Description of the task: Transcribe the passage on Kerry's mention of Mary Cheney from "It's about time" up to and including "front of him.".

Page extract:
== == ==
I keep getting emails asserting that Kerry's mentioning of Mary Cheney is somehow offensive or gratuitous or a "low blow". Huh? Mary Cheney is out of the closet and a member, with her partner, of the vice-president's family. That's a public fact. No one's privacy is being invaded by mentioning this. When Kerry cites Bush's wife or daughters, no one says it's a "low blow." The double standards are entirely a function of people's lingering prejudice against gay people. And by mentioning it, Kerry showed something important. This issue is not an abstract one. It's a concrete, human and real one. It affects many families, and Bush has decided to use this cynically as a divisive weapon in an election campaign. He deserves to be held to account for this - and how much more effective than showing a real person whose relationship and dignity he has attacked and minimized? Does this makes Bush's base uncomfortable? Well, good.
It's about time they were made uncomfortable in their acquiescence to discrimination. Does it make Bush uncomfortable? Even better. His decision to bar gay couples from having any protections for their relationships in the constitution is not just a direct attack on the family member of the vice-president. It's an attack on all families with gay members - and on the family as an institution. That's a central issue in this campaign, a key indictment of Bush's record and more than relevant to any debate. For four years, this president has tried to make gay people invisible, to avoid any mention of us, to pretend we don't exist. Well, we do. Right in front of him.
== == ==
Entries shown:
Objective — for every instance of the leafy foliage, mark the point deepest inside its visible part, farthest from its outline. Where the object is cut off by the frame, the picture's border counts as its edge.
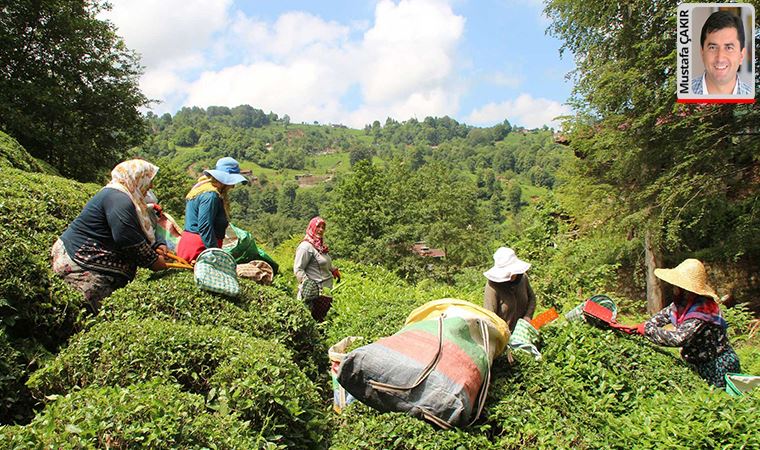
(153, 414)
(68, 85)
(12, 154)
(260, 311)
(686, 175)
(34, 210)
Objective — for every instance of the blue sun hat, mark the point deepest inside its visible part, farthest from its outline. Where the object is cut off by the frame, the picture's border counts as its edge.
(227, 171)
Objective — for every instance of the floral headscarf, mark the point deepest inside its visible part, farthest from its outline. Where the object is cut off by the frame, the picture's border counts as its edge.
(700, 307)
(133, 177)
(311, 235)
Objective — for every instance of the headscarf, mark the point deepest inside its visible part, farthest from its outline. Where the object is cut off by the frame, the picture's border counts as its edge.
(311, 235)
(697, 307)
(133, 177)
(204, 185)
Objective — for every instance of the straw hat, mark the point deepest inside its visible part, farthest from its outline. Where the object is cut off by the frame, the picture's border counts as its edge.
(505, 264)
(690, 275)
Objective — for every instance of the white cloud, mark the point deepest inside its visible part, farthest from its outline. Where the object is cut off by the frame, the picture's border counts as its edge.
(504, 79)
(302, 65)
(525, 111)
(169, 33)
(292, 33)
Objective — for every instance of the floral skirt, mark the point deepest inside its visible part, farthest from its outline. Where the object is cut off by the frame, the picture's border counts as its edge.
(94, 285)
(715, 370)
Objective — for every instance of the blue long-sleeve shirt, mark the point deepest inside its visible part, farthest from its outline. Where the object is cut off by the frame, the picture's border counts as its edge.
(205, 216)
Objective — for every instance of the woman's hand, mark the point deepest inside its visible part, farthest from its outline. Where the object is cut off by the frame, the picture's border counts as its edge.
(160, 264)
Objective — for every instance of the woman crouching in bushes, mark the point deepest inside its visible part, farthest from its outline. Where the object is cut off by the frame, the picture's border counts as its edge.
(100, 250)
(699, 328)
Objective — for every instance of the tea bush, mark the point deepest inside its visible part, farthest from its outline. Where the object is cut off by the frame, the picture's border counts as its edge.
(153, 414)
(13, 155)
(34, 210)
(586, 376)
(16, 398)
(251, 377)
(259, 311)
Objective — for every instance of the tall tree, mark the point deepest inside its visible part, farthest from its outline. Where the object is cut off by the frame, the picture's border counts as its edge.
(668, 167)
(68, 85)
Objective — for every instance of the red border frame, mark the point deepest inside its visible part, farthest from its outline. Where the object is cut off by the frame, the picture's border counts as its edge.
(715, 100)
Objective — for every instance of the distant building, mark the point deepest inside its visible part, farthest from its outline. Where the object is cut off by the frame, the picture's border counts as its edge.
(422, 249)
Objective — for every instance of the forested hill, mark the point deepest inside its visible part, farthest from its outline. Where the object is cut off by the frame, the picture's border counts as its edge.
(382, 188)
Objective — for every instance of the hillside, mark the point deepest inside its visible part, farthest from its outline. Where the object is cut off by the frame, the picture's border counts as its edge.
(166, 365)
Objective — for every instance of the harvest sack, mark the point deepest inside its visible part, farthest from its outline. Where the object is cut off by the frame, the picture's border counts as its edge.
(241, 245)
(258, 271)
(738, 383)
(319, 307)
(337, 353)
(437, 367)
(576, 314)
(165, 227)
(215, 272)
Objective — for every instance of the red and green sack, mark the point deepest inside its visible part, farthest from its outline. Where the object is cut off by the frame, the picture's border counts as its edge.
(437, 367)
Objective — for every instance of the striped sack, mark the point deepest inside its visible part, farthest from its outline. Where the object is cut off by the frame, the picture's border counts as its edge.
(436, 368)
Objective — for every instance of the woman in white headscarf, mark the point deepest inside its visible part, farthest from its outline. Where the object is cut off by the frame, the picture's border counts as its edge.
(698, 327)
(101, 249)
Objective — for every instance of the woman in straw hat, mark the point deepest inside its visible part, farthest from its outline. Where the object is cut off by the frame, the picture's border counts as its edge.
(508, 292)
(700, 330)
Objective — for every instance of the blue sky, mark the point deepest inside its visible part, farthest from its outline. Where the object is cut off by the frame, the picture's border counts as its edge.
(351, 62)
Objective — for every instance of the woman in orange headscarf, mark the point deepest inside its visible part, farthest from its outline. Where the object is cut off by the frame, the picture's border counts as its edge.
(312, 265)
(699, 329)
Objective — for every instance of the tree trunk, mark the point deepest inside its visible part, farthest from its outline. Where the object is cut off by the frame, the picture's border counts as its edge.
(653, 260)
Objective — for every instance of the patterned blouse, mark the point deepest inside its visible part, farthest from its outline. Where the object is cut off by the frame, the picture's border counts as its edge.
(700, 341)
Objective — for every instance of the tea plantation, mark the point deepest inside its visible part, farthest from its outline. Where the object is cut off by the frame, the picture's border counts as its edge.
(165, 365)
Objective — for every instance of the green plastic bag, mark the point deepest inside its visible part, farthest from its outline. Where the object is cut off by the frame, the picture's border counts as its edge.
(241, 245)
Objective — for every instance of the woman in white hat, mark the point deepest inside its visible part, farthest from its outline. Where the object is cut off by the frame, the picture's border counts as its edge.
(700, 330)
(508, 292)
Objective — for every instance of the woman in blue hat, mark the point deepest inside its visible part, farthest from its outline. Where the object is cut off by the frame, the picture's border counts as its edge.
(207, 209)
(102, 248)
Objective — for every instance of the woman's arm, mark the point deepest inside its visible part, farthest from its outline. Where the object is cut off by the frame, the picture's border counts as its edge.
(209, 205)
(531, 308)
(126, 232)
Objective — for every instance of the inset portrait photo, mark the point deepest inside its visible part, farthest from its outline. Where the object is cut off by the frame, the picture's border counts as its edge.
(715, 53)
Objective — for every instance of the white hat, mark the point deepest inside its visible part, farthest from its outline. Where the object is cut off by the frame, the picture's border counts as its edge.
(505, 264)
== == ==
Response to the task:
It's about time they were made uncomfortable in their acquiescence to discrimination. Does it make Bush uncomfortable? Even better. His decision to bar gay couples from having any protections for their relationships in the constitution is not just a direct attack on the family member of the vice-president. It's an attack on all families with gay members - and on the family as an institution. That's a central issue in this campaign, a key indictment of Bush's record and more than relevant to any debate. For four years, this president has tried to make gay people invisible, to avoid any mention of us, to pretend we don't exist. Well, we do. Right in front of him.